My Hero

Mac MacLean

The best soldier I ever knew, my father, died on July 28, 2015 at St. Mary’s Hospital in Decatur, Illinois.  He was 91 and oddly enough, he passed away on the exact seventh anniversary of my mother’s death.

Thank you to everyone who knew him and was nice to him.  I may have been a colonel, but he was the general of the family.  The following is his obituary that appeared in the Decatur Herald & Review:

Myron D. MacLean.  I lost my hero on Tuesday, July 28, 2015, when he passed away at St. Mary’s Hospital in Decatur, Illinois.  He happened to be my father.  Born on September 4, 1923 in Peoria, “Mac” graduated from Peoria High School before attending Bradley University for two years prior to serving as an Infantryman in Company B, 1st Battalion, 39th Infantry Regiment in the Hürtgen Forest and Battle of the Bulge in World War II.  Mac always claimed he made corporal; my mother insisted that he topped out at private first class.  At any rate, he was wounded several times, received a Silver Star and Combat Infantryman’s Badge and – after his last wound – he came to looking down the business end of a German assault rifle.  Years later, my brother David and I would watch “Hogan’s Heroes” on television and the young lad made the mistake of asking Dad if that was what a prisoner of war camp was like; he received a scowl as an answer.

## The problem
Reproduce word for word the passage of the tribute from "Mac MacLean" to "my mother’s death.".

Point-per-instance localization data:

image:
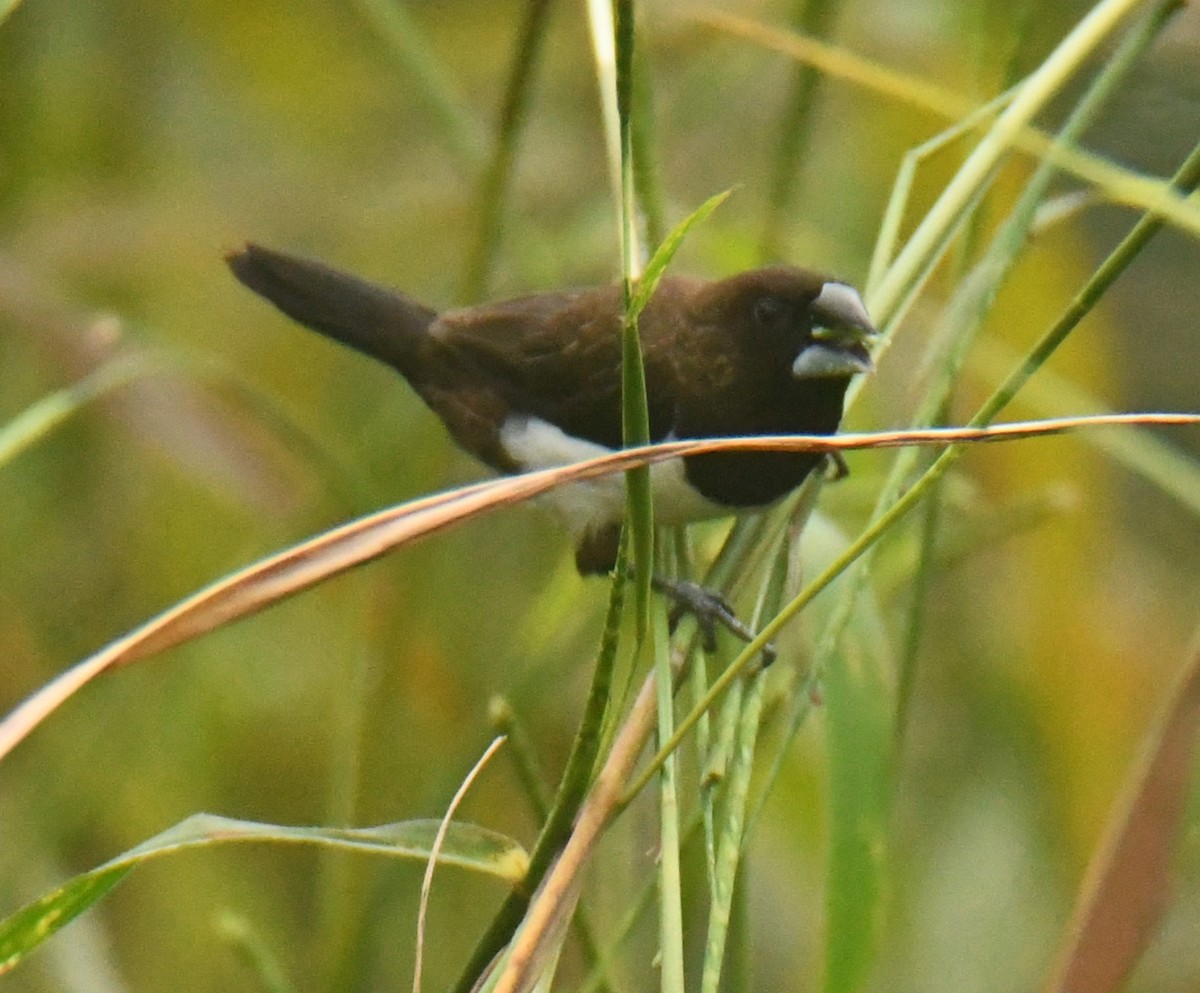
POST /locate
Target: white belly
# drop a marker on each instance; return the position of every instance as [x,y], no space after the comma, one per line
[537,444]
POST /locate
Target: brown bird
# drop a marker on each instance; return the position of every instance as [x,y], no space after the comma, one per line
[535,381]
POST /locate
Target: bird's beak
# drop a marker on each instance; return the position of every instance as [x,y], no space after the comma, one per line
[840,331]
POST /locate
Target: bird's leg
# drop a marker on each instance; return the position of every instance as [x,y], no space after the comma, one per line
[709,609]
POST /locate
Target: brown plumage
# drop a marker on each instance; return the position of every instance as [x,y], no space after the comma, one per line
[520,383]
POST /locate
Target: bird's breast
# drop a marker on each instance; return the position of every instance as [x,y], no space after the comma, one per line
[535,444]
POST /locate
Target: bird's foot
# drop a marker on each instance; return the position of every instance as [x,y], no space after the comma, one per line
[709,609]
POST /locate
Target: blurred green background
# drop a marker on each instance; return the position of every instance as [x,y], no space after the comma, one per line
[138,142]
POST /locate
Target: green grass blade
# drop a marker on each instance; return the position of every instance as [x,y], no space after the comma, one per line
[25,930]
[466,846]
[36,421]
[811,18]
[657,268]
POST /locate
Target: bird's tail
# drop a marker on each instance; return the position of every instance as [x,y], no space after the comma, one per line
[377,322]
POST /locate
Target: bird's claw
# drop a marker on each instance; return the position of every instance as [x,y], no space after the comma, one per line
[709,609]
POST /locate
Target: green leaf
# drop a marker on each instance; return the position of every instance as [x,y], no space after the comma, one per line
[465,846]
[25,930]
[663,256]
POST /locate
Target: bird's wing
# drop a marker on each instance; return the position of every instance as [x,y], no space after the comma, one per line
[555,356]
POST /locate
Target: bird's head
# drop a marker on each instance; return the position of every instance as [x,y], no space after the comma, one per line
[815,324]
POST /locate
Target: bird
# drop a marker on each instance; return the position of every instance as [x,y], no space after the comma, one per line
[535,381]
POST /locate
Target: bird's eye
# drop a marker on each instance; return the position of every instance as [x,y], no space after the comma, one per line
[768,311]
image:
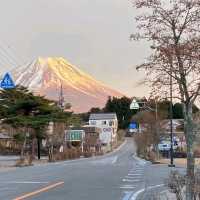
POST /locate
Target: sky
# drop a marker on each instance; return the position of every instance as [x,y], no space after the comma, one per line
[91,34]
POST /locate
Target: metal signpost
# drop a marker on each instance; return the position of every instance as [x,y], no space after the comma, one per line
[7,82]
[75,136]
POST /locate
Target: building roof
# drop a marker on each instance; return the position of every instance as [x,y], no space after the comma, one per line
[4,136]
[102,116]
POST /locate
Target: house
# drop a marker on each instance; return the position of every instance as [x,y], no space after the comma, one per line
[108,124]
[86,136]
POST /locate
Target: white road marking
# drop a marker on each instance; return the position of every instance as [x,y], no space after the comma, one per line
[127,187]
[26,182]
[135,195]
[129,180]
[131,177]
[135,174]
[1,189]
[115,160]
[127,195]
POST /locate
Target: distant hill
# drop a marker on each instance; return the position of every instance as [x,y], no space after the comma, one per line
[45,76]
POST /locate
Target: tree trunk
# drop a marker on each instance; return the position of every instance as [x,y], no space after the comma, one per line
[33,148]
[38,144]
[23,148]
[189,133]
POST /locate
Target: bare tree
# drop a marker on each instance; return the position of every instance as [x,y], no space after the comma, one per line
[173,30]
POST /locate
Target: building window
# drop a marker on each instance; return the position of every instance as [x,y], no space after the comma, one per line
[111,123]
[103,122]
[93,122]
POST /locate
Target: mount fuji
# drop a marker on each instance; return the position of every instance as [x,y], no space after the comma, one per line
[45,76]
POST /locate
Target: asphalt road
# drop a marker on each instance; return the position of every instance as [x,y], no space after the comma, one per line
[116,176]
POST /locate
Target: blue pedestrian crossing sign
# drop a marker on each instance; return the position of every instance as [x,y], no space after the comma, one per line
[7,82]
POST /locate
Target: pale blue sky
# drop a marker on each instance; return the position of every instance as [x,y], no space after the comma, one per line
[92,34]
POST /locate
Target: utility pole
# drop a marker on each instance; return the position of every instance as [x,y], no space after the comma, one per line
[171,124]
[61,100]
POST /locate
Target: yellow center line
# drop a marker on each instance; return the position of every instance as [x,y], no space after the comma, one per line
[39,191]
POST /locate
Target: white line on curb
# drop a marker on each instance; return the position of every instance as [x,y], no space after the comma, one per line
[135,195]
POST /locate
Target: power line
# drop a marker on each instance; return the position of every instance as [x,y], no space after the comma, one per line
[9,56]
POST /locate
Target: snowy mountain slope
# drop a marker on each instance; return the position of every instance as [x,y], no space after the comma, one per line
[45,76]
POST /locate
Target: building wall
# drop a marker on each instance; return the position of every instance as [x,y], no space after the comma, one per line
[108,129]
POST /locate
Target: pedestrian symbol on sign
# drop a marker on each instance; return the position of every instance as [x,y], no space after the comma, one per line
[7,82]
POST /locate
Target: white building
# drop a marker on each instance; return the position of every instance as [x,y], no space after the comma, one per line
[108,124]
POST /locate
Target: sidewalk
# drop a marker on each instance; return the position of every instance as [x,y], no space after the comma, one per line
[182,162]
[10,161]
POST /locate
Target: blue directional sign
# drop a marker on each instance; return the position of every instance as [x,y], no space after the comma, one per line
[133,125]
[7,82]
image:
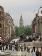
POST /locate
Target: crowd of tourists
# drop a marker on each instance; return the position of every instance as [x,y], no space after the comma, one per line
[18,47]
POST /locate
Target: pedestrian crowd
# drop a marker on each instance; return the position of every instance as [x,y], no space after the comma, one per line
[18,47]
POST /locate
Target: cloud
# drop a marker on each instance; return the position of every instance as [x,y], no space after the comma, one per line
[26,7]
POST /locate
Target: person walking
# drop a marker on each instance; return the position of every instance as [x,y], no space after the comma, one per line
[33,52]
[41,52]
[37,52]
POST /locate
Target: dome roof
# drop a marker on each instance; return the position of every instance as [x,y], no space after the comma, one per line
[1,8]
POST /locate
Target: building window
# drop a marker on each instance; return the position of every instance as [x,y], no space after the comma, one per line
[0,25]
[41,11]
[0,12]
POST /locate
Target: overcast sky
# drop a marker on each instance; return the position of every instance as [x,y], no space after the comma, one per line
[27,8]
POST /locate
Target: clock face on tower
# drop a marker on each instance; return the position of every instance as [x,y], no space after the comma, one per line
[40,11]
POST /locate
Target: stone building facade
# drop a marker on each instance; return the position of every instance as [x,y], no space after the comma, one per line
[37,23]
[6,25]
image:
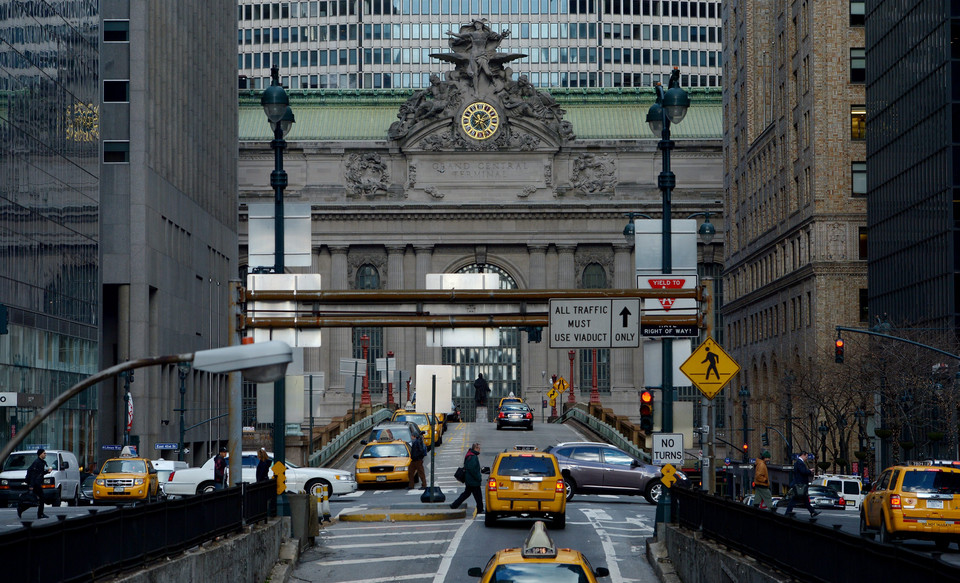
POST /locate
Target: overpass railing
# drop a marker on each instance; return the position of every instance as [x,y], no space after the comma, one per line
[103,543]
[806,550]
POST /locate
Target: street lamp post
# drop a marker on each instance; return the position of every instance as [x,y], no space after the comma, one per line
[671,107]
[744,397]
[276,105]
[365,393]
[183,369]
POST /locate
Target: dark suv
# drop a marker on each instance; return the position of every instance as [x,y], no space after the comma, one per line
[600,468]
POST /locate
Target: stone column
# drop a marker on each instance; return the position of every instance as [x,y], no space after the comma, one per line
[536,360]
[338,340]
[622,359]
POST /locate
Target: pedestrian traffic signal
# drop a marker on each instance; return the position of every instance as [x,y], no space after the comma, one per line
[646,412]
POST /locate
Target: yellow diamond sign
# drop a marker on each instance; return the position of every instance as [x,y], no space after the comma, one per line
[710,368]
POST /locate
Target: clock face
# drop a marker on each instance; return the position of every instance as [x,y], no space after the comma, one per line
[480,120]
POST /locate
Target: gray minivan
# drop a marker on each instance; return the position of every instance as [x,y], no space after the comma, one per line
[61,484]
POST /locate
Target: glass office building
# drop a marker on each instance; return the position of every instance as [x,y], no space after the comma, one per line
[49,206]
[387,44]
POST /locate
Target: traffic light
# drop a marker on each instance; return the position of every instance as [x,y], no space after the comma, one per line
[646,412]
[279,472]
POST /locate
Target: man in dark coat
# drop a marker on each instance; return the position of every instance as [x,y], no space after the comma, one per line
[471,465]
[220,469]
[481,390]
[35,473]
[798,483]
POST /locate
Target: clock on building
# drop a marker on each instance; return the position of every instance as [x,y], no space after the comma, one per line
[480,120]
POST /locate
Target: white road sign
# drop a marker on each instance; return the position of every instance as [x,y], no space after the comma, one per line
[595,323]
[667,449]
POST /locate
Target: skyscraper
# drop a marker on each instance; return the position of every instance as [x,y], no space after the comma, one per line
[383,44]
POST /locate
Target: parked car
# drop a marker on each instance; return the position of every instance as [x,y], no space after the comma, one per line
[914,501]
[820,497]
[600,468]
[190,481]
[62,483]
[515,415]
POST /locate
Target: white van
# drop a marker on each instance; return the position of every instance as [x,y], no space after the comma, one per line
[165,468]
[849,486]
[62,483]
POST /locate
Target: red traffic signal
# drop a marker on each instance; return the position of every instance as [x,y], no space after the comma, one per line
[646,411]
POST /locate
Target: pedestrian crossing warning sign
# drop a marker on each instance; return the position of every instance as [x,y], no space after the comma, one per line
[710,368]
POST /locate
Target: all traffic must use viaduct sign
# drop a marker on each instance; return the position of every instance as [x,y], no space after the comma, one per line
[595,323]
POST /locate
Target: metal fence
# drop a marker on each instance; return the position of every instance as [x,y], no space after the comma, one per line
[88,547]
[808,551]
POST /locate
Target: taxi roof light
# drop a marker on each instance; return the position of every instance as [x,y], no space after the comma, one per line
[538,543]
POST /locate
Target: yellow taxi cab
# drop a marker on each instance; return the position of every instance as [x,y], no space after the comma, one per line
[526,482]
[919,501]
[423,421]
[385,461]
[539,559]
[128,478]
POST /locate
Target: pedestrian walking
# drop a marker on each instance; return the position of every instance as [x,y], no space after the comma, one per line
[761,483]
[263,465]
[35,473]
[481,390]
[418,451]
[220,469]
[473,479]
[799,480]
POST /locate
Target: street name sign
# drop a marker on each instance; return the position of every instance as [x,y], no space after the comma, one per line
[667,449]
[595,323]
[709,368]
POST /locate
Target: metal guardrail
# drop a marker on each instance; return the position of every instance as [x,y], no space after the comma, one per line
[807,551]
[85,548]
[333,449]
[606,431]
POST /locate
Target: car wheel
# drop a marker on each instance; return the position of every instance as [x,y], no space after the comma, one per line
[654,491]
[885,536]
[315,487]
[559,522]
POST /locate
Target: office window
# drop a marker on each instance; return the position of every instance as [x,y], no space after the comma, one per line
[858,65]
[858,171]
[116,91]
[858,122]
[116,31]
[856,12]
[117,152]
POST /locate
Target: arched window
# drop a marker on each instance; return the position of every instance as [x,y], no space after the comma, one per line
[368,277]
[594,277]
[500,365]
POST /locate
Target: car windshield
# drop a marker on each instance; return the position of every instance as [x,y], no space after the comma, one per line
[535,572]
[18,461]
[516,465]
[124,467]
[932,481]
[385,450]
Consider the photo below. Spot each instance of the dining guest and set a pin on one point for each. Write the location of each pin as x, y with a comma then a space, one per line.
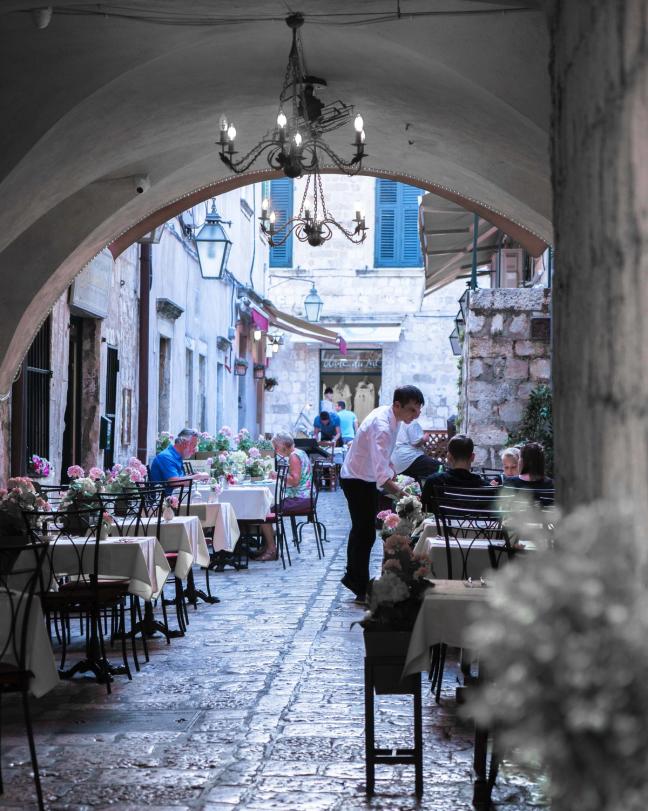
510, 465
367, 467
532, 469
459, 474
326, 427
348, 422
298, 487
168, 464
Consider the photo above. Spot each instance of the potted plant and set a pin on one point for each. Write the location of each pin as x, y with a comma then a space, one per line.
395, 597
206, 446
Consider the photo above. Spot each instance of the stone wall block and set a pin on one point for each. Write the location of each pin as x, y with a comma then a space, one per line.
515, 369
531, 349
540, 370
520, 326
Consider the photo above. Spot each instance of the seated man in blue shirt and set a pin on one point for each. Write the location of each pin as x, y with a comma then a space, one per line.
167, 465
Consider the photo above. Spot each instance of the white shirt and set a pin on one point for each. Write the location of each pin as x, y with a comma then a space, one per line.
369, 456
405, 452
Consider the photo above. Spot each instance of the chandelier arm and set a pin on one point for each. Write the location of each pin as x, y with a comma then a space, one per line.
247, 160
283, 232
350, 235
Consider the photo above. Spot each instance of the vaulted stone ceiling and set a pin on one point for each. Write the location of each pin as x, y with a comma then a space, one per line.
457, 101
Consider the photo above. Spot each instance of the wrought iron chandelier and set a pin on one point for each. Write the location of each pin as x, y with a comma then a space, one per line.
295, 145
313, 224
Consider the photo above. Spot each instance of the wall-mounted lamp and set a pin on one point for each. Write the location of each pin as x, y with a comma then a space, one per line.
240, 367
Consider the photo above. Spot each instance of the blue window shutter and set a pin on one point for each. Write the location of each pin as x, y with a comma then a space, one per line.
396, 239
281, 202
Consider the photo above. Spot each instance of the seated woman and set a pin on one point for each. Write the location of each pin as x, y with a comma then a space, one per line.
298, 486
532, 470
510, 465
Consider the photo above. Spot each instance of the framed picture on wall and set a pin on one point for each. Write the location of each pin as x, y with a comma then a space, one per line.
127, 399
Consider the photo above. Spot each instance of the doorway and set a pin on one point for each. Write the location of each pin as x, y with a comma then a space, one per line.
72, 432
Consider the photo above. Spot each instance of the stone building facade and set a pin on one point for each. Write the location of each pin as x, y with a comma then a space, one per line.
506, 354
373, 308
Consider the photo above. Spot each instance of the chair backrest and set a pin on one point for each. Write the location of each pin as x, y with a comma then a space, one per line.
20, 572
182, 491
280, 486
73, 542
463, 526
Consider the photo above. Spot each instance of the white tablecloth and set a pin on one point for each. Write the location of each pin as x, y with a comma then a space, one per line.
140, 559
39, 657
222, 519
251, 503
478, 559
446, 611
183, 535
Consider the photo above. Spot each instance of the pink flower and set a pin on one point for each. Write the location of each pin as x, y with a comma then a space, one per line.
392, 565
391, 521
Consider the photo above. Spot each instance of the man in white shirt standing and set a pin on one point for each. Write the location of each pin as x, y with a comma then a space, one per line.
408, 457
367, 467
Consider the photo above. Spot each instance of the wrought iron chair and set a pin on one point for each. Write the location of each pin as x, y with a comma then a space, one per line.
20, 569
309, 512
74, 559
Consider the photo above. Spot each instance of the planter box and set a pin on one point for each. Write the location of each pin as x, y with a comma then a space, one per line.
386, 651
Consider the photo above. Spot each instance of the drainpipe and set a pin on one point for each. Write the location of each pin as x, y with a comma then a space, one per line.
146, 276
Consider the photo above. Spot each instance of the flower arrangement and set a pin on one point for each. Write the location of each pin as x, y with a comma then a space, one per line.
236, 462
206, 443
163, 441
394, 597
223, 439
38, 467
126, 478
82, 492
244, 441
264, 444
564, 643
20, 495
256, 465
405, 520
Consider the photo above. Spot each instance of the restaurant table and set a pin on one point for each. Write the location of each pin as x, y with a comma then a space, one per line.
182, 535
251, 502
139, 559
446, 611
221, 517
39, 657
479, 563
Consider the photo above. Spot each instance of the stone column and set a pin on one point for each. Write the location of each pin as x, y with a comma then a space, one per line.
599, 74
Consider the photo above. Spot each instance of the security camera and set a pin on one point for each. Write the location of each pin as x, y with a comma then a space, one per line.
142, 183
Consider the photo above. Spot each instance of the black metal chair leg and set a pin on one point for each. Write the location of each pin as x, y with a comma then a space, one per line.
32, 751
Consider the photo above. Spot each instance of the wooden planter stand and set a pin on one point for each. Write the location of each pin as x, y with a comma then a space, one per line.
384, 662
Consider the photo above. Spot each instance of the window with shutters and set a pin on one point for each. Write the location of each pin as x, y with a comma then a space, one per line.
397, 241
281, 202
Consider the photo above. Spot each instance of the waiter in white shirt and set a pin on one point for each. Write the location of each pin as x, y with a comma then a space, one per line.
367, 467
408, 457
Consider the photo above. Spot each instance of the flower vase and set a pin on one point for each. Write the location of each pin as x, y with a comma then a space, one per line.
390, 647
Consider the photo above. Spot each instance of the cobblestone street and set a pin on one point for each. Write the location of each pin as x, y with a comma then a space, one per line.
259, 707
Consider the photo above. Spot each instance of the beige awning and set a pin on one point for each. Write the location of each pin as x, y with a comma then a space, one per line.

## Solution for this problem
Mac MacLean

The best soldier I ever knew, my father, died on July 28, 2015 at St. Mary’s Hospital in Decatur, Illinois.  He was 91 and oddly enough, he passed away on the exact seventh anniversary of my mother’s death.